> [Excerto]:
Entre essas questões, a mais importante é, sem dúvida, a seguinte: durante quanto tempo poderá a Europa manter, na prática, um apoio financeiro tão exaustivo à Ucrânia?
Esta ideia não é nova, mas é cada vez mais ecoada em privado nalguns cantos do mundo militar Reflete também várias verdades sombrias atuais.
A guerra está num impasse há já algum tempo e, na semana passada, a Ucrânia foi forçada a retirar da cidade-chave de Avdiivka, após meses de combates ferozes, marcando a pior derrota desde a queda de Bakhmut, em maio.
O dinheiro desesperadamente necessário dos Estados Unidos está bloqueado, tendo passado no Senado mas aguardando a aprovação da Câmara dos Representantes. A unidade entre a União Europeia (UE) e a NATO está a começar a esboroar-se, com quase todas as grandes decisões suspensas e ameaçadas de veto.
Nenhuma voz ocidental séria quer abandonar Kiev, mas é inegável que o cansaço está a instalar-se à medida que as contas aumentam.
Desde o início da crise, a UE e os seus aliados regionais gastaram mais de 100 mil milhões de dólares para financiar o esforço de defesa da Ucrânia, de acordo com o rastreio de apoio à Ucrânia do Instituto de Kiel.
No início deste mês, os líderes da UE chegaram a acordo sobre um pacote de 54 mil milhões de dólares (quase 50 mil milhões de euros) para a Ucrânia até 2027. O Reino Unido, sem dúvida o principal ator no domínio da segurança na região, também prometeu mais de 15 mil milhões de dólares (cerca de 14 mil milhões de euros) à Ucrânia desde 2022. Para contextualizar, de acordo com o Instituto de Kiel, os EUA gastaram 66 mil milhões de dólares, estando outros 60 mil milhões na calha.
Embora o apoio retumbante do Ocidente à Ucrânia desde 2022 tenha surpreendido muitos no mundo diplomático, quanto mais a guerra se arrasta, mais o cansaço aumenta.
Entre o facto de não se vislumbrar um fim para o conflito e a competição pela atenção política no Médio Oriente - bem como as preocupações internas com as crises de custo de vida provocadas pela inflação em todo o mundo - gastar enormes somas na Ucrânia pode tornar-se politicamente mais difícil de suportar para os governos.
A pressão política sobre as despesas tornar-se-á mais visível com a realização de eleições para o Parlamento Europeu em junho, bem como de eleições nacionais em vários países, incluindo o Reino Unido, um importante aliado ucraniano.
Os funcionários europeus só precisam de olhar para a dificuldade que o presidente dos EUA, Joe Biden, está a ter com o seu próprio pacote de medidas para a Ucrânia, para verem o impacto real do financiamento de uma guerra dispendiosa no estrangeiro quando esta entra em contacto direto com a política interna.
A acrescentar a estas distrações pouco auspiciosas está a perspetiva de Donald Trump regressar à Casa Branca no próximo ano.

> [Dados fornecidos]:
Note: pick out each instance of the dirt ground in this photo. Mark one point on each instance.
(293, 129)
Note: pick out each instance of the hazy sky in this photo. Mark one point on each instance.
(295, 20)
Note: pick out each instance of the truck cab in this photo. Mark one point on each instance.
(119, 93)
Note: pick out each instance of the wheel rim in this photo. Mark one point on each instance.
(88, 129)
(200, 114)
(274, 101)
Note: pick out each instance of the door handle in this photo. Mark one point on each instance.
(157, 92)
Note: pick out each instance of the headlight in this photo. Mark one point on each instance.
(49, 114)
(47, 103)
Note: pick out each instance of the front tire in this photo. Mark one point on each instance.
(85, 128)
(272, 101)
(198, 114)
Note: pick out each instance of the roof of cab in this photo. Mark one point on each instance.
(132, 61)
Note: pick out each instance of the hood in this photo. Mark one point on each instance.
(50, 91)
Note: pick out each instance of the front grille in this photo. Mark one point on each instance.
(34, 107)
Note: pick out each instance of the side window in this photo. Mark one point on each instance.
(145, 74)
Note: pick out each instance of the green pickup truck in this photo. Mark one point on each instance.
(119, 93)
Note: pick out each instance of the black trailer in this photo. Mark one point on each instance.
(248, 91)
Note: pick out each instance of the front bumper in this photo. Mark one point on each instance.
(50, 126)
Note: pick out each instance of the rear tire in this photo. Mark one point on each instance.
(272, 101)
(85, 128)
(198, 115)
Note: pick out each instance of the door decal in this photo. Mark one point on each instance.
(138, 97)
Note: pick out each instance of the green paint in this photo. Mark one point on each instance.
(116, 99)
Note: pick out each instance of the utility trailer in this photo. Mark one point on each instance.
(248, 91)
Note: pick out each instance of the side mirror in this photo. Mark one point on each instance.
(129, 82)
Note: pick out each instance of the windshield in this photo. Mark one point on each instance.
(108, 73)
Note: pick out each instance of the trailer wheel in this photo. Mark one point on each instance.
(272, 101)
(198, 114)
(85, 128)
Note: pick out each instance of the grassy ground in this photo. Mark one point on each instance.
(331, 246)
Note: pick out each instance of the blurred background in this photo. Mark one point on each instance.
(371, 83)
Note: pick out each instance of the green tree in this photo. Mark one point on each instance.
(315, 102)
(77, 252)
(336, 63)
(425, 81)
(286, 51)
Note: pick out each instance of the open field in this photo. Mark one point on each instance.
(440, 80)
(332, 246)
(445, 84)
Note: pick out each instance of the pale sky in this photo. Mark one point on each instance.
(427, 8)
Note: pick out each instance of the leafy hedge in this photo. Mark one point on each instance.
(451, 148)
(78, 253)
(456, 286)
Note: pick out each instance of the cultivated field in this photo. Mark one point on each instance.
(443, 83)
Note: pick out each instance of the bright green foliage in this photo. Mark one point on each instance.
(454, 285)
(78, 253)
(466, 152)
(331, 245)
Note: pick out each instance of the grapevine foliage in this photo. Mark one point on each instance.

> [Tarefa proposta]:
Prossiga o excerto sobre o apoio financeiro europeu à Ucrânia a partir da sua última frase.

> [Resposta ao exercício]:
Trump não declarou claramente qual seria a sua política para a Ucrânia, exceto a sua afirmação de que poderia acabar com a guerra em 24 horas. A retórica anti-NATO do antigo presidente, o desdém geral pelas instituições europeias e a estranha admiração por Putin são bem conhecidos.
Embora ninguém saiba o que uma nova presidência de Trump poderá significar em termos materiais, é plausível prever o pior cenário para a Ucrânia, em que esta perde força no terreno enquanto o novo ocupante da Casa Branca decide que a América já gastou o suficiente.
Esta é uma perspetiva alarmante para os funcionários europeus, que já acreditam que Putin está a ceder e a tentar esperar pelo Ocidente.
É aqui que os próximos 12 meses se tornam cruciais para os aliados europeus da Ucrânia. É manifestamente do interesse da Europa continental que Putin não ganhe esta guerra - são muito poucos os que discordam deste sentimento.
É, por isso, crucial, dizem os responsáveis, que, aconteça o que acontecer na América, os europeus se mantenham firmes e continuem a gastar, por muito difícil que pareça.
No período que antecede as eleições presidenciais americanas, a questão do que acontece à segurança europeia sem a América será inevitavelmente colocada. E embora seja verdade que a segurança ucraniana está diretamente ligada à segurança europeia em geral, a questão imediata de como apoiar Kiev é subtilmente diferente do objetivo a longo prazo da Europa de uma maior independência em termos de segurança em relação à DC.
Poderá a Europa continuar a financiar a Ucrânia se os EUA retirarem o apoio financeiro?
A maioria dos responsáveis defende que sim. Seria difícil, é certo, mas possível. "A UE é muito boa a angariar fundos e há instrumentos que ainda não utilizou", revela um responsável da NATO à CNN.
A mesma fonte afirmou que, nos próximos 12 meses, Bruxelas deveria começar a considerar a possibilidade de utilizar o dinheiro que se encontra congelado nos ativos russos para ajudar a financiar a Ucrânia. "Embora esse dinheiro não possa ser legalmente utilizado para comprar armas, pode ser utilizado para cobrir os custos de indemnização, libertando dinheiro para armas dos orçamentos nacionais e da UE", afirma.
As vozes diplomáticas que têm os olhos postos no mundo para além da Europa levantam a sobrancelha a este facto. Alguns receiam que a abertura de um precedente para a utilização de ativos congelados para angariar fundos para guerras no estrangeiro possa dar luz verde a países como a China para fazerem o mesmo nas suas batalhas regionais internas. Pequim introduziu uma nova lei no ano passado que torna mais fácil fazer o mesmo com os ativos estrangeiros na China.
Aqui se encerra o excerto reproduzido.